Please repeat the listing below word for word, keeping every line unchanged and in the same order.

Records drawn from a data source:
— BEGIN —
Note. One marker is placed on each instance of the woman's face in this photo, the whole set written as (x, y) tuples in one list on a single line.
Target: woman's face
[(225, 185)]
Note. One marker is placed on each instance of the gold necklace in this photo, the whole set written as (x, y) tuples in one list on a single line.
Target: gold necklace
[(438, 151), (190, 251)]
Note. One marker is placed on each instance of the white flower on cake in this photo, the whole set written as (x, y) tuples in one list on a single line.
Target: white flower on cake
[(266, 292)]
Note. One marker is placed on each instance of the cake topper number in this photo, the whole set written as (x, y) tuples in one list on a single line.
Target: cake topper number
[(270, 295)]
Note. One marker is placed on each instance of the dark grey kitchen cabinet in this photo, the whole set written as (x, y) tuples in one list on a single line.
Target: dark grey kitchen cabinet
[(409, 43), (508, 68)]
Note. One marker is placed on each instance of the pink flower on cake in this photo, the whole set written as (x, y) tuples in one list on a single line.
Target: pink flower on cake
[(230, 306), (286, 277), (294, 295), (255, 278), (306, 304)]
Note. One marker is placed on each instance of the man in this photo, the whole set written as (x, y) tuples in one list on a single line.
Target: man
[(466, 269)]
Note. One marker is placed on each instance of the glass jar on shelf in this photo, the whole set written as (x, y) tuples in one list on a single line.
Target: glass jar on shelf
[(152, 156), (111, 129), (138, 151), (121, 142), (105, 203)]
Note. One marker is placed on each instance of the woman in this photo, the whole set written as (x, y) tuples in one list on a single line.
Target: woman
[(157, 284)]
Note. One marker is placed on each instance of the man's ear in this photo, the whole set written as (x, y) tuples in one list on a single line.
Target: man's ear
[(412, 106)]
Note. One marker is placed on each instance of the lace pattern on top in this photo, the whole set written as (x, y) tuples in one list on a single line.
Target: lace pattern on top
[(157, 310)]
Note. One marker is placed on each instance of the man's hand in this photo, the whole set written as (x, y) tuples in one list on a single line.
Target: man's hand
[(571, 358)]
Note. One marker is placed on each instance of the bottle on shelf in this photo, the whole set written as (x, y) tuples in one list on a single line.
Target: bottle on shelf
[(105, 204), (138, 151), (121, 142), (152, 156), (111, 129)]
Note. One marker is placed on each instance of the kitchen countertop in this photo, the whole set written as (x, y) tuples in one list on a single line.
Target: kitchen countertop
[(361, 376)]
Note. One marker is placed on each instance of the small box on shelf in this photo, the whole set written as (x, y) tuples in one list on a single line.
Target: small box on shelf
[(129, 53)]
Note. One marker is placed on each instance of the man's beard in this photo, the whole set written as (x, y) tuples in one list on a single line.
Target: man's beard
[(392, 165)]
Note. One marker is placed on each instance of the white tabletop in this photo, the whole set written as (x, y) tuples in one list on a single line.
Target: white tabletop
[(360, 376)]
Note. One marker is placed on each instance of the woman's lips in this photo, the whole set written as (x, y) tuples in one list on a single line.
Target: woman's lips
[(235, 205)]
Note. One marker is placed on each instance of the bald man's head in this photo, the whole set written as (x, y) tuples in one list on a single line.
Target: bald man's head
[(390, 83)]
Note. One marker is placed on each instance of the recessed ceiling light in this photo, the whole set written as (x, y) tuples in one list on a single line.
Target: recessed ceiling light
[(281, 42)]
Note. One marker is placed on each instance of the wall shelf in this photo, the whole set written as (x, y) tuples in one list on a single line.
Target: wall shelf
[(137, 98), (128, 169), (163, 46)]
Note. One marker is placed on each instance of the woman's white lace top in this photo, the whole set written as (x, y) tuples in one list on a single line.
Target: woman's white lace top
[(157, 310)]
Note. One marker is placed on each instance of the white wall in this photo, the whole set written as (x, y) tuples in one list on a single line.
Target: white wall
— END —
Task solution:
Note. One marker is placed on each instance of the woman's face in this photo, the whole set written as (x, y) tuples in one list on a single line.
Target: woman's face
[(225, 185)]
Note. One marker is placed on each instance of the gold necklace in this photo, the whole set written as (x, y) tuples in one list on a single line.
Target: gold necklace
[(438, 151), (190, 251)]
Note. One marker is placed on each instance of the white flower on cake in this photo, the whole set written as (x, y) tuples in one list on a single line.
Target: white flower on cake
[(266, 292)]
Note. One marker is placed on each instance of the cake topper number in this photo, the whole set written as (x, y) tuples in one list on a single line.
Target: cake topper number
[(270, 295)]
Note. One marker is placed on each instance of the dark grey kitchen cabinet in this photo, the whole set written as (x, y) tuples in one list on a single line.
Target: dark grey kitchen cabinet
[(409, 43), (508, 68)]
Note. One marker is placed on each instance of the pink flower on cake in this photo, the whole set written as (x, y) tuples in one list on a single line.
Target: pink flower on cake
[(230, 306), (286, 277), (294, 295), (255, 278), (306, 304)]
Note. One marker is placed on each instance of the man in this photo, the whole set written as (x, y) tuples in one list on a single line.
Target: man
[(466, 269)]
Note. One marker is placed on each instance of the glass jar on shelf in this photo, the whole set written as (x, y) tuples in one list on a single line.
Target: glass jar on shelf
[(152, 156), (111, 129), (138, 151), (121, 142), (105, 203)]
Note. One marker is placed on each instance of the woman in this photo, the whole set written as (x, y) tuples in one list on a single line.
Target: woman
[(157, 284)]
Note. One marker is placed on each instance of the man's ear in this photo, the whole set written as (x, y) tuples in one list on a single line.
Target: man's ear
[(412, 106)]
Note. One marker is placed on each instance of the lace pattern on top in this photo, the whole set written as (x, y) tuples in one list on a single line.
Target: lace pattern on top
[(157, 310)]
Note. One marker is placed on each instance of the man's hand in this photo, the whole set written as (x, y) tuples in one list on a single line.
Target: man's hand
[(571, 358)]
Note. One marker is placed on each instance of the bottle on shelf in this photo, the whole set written as (x, y) tuples in one list on a single line.
Target: bottle on shelf
[(105, 204), (138, 151), (121, 142), (152, 156), (111, 129)]
Note. One marker is placed on each instance of the kitchen countertop in this photo, the whole set written as (x, y) tuples in one list on a single line.
Target: kitchen countertop
[(361, 376)]
Note. One marker is placed on each instance of the small box on shelf in this photo, the whole set written as (x, y) tuples in one list on a single line.
Target: small box on shelf
[(129, 53)]
Note. One marker is placed on each instance of the man's beard in this photo, the whole set written as (x, y) tuples in one list on a single line.
Target: man's beard
[(392, 165)]
Note. One marker is placed on each instance of the white tabletop in this photo, the whole set written as (x, y) tuples in one list on a single line.
Target: white tabletop
[(360, 376)]
Note. One marker is placed on each instance of the woman's lips in this photo, the whole set written as (x, y) tuples in one list on a single line.
Target: woman's lips
[(235, 205)]
Note. One marker is placed on each instance of the bald man's head in this photo, the whole set written as (x, y) tuples in one list on a single line.
Target: bald man's head
[(390, 83)]
Note. One marker is placed on each instance of the recessed ceiling light in this photo, the whole set written as (x, y) tuples in one list on a single line.
Target: recessed ceiling light
[(281, 42)]
Note. One marker is placed on each instance of the wall shelf in this photo, the whole set written as (x, y) tuples in one list on a single line.
Target: wall shelf
[(137, 98), (128, 169), (163, 46)]
Note. One marker is placed on each instance of the woman's white lace top in this photo, the whole set written as (x, y) tuples in one list on a single line.
Target: woman's white lace top
[(157, 310)]
Note. One marker is placed on each instance of the white wall in this photo, the whole set written as (x, y) tuples in one list on a single line.
Target: white wall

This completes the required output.